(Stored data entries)
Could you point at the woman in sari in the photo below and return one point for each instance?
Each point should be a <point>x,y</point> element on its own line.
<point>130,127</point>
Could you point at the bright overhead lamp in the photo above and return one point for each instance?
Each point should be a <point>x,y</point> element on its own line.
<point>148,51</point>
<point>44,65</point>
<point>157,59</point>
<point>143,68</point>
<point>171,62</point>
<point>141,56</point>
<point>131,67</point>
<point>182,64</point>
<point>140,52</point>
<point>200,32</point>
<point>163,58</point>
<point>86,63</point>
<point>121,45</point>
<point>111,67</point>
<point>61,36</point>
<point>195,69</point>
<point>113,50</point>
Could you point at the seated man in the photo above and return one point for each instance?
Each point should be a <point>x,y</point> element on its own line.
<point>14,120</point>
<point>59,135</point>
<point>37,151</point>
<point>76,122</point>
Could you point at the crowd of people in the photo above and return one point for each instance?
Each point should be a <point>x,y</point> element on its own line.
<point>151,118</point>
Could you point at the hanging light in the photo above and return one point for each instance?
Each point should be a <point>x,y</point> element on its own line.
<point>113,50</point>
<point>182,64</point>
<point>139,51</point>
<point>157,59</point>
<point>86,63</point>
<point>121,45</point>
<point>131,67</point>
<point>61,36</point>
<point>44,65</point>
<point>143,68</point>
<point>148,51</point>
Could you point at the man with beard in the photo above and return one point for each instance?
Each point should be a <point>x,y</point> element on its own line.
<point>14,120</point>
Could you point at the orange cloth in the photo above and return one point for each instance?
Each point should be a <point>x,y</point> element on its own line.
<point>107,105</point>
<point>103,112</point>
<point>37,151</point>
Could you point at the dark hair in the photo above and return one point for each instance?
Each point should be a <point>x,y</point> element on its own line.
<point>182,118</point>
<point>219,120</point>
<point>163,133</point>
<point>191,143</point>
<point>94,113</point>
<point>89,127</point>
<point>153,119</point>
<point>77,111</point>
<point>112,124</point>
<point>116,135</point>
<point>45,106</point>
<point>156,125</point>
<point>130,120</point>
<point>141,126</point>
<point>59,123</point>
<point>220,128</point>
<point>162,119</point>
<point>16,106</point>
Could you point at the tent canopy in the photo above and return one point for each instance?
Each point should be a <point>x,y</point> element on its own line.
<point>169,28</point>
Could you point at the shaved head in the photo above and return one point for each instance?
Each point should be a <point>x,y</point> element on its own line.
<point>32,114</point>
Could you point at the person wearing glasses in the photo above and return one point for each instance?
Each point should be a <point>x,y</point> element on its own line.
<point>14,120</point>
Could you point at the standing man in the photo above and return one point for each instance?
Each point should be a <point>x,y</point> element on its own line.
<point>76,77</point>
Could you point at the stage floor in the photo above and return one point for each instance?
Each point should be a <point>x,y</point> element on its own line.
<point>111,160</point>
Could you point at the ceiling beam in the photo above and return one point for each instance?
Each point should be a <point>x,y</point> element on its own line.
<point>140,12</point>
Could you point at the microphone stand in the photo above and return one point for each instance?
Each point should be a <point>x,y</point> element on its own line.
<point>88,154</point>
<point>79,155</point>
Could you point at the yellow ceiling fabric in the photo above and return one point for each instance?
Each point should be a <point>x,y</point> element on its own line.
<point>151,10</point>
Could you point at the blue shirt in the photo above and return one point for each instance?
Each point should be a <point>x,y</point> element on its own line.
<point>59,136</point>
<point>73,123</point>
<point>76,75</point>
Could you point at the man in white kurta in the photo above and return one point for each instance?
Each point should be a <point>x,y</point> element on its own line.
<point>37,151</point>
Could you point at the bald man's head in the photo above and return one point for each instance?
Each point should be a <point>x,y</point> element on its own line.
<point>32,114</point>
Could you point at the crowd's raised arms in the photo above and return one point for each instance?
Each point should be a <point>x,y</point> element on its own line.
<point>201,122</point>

▸ Work item
Write out every entry again, keeping each line exactly the same.

▸ Exercise output
Could you point at the woman in sari in the photo below and return one point for each instance?
Each point should be a <point>x,y</point> element on its own line.
<point>130,127</point>
Could you point at the bright overhead lamp in the photo above and return one point for each instance?
Each point should be a <point>x,y</point> element on its own line.
<point>148,51</point>
<point>44,65</point>
<point>157,59</point>
<point>143,68</point>
<point>171,62</point>
<point>141,56</point>
<point>131,67</point>
<point>182,64</point>
<point>140,52</point>
<point>200,32</point>
<point>163,58</point>
<point>86,63</point>
<point>121,45</point>
<point>111,67</point>
<point>61,36</point>
<point>195,69</point>
<point>113,50</point>
Could you point at the seated man in the photo above and return one point for each instance?
Each point should be a <point>x,y</point> element on its own line.
<point>14,120</point>
<point>59,135</point>
<point>37,151</point>
<point>76,122</point>
Could you point at the crowd of people in the photo above and return one point for each instance?
Each point should be a <point>x,y</point> element on its own line.
<point>151,118</point>
Could you point at the hanging light in the photo above and return one point for each instance?
Each point should be a <point>x,y</point> element on its own line.
<point>113,50</point>
<point>182,64</point>
<point>139,51</point>
<point>157,59</point>
<point>86,63</point>
<point>121,45</point>
<point>131,67</point>
<point>61,36</point>
<point>44,65</point>
<point>143,68</point>
<point>148,51</point>
Could you point at the man with beard in the photo above and return one point for each instance?
Each point should be a <point>x,y</point> element on its own line.
<point>14,120</point>
Could you point at the orange cloth in the photo above and return one point for each instance?
Each point should be a <point>x,y</point> element on its own line.
<point>107,105</point>
<point>103,112</point>
<point>37,151</point>
Could you point at the dark hair in the photo above and return one point for each instance?
Each point should be a <point>x,y</point> element on its own line.
<point>182,118</point>
<point>219,120</point>
<point>163,133</point>
<point>191,143</point>
<point>94,113</point>
<point>89,127</point>
<point>153,119</point>
<point>77,111</point>
<point>112,124</point>
<point>116,135</point>
<point>45,106</point>
<point>156,125</point>
<point>130,120</point>
<point>141,126</point>
<point>59,123</point>
<point>220,128</point>
<point>162,119</point>
<point>16,106</point>
Could you point at the tent canopy in the photo above and return one point for each instance?
Each point should be a <point>x,y</point> element on its own line.
<point>169,28</point>
Could you point at the shaved head in the photo above and return one point for each instance?
Each point should be a <point>x,y</point> element on its own line.
<point>32,114</point>
Could you point at the person wearing glasses in the photo above and return one point for each instance?
Each point should be a <point>x,y</point> element on its own line.
<point>14,120</point>
Could you point at the standing man in the photo above and return one point for each instance?
Each point should be a <point>x,y</point> element on its own line.
<point>76,77</point>
Could you point at the stage floor in the photo above and return one point for each instance?
Each point should be a <point>x,y</point> element on its own line.
<point>111,160</point>
Could you point at the ceiling beam in the photo above and return one point for each instance?
Each point should be a <point>x,y</point> element on its own line.
<point>140,12</point>
Could you point at the microphone stand in the photo above and return one point for each instance?
Each point should be a <point>x,y</point> element on its own line.
<point>88,154</point>
<point>79,155</point>
Could you point at the yellow ceiling fabric in the photo above and return one point for each instance?
Each point should be a <point>x,y</point> element on its own line.
<point>151,10</point>
Could you point at the blue shirt in the photo above and return one point for each instance?
Each point should be a <point>x,y</point> element on its own line.
<point>59,136</point>
<point>73,123</point>
<point>76,75</point>
Could you point at the man in white kurta in the photo above and return one point for each instance?
Each point should be a <point>x,y</point> element on its own line.
<point>37,151</point>
Could you point at the bald man's head in the photo above and return one point for each instance?
Each point should be a <point>x,y</point> element on its own line.
<point>32,114</point>
Could you point at the crowd's raised arms in the photo above and return one point for each instance?
Each point should be a <point>x,y</point> element on its own line.
<point>201,122</point>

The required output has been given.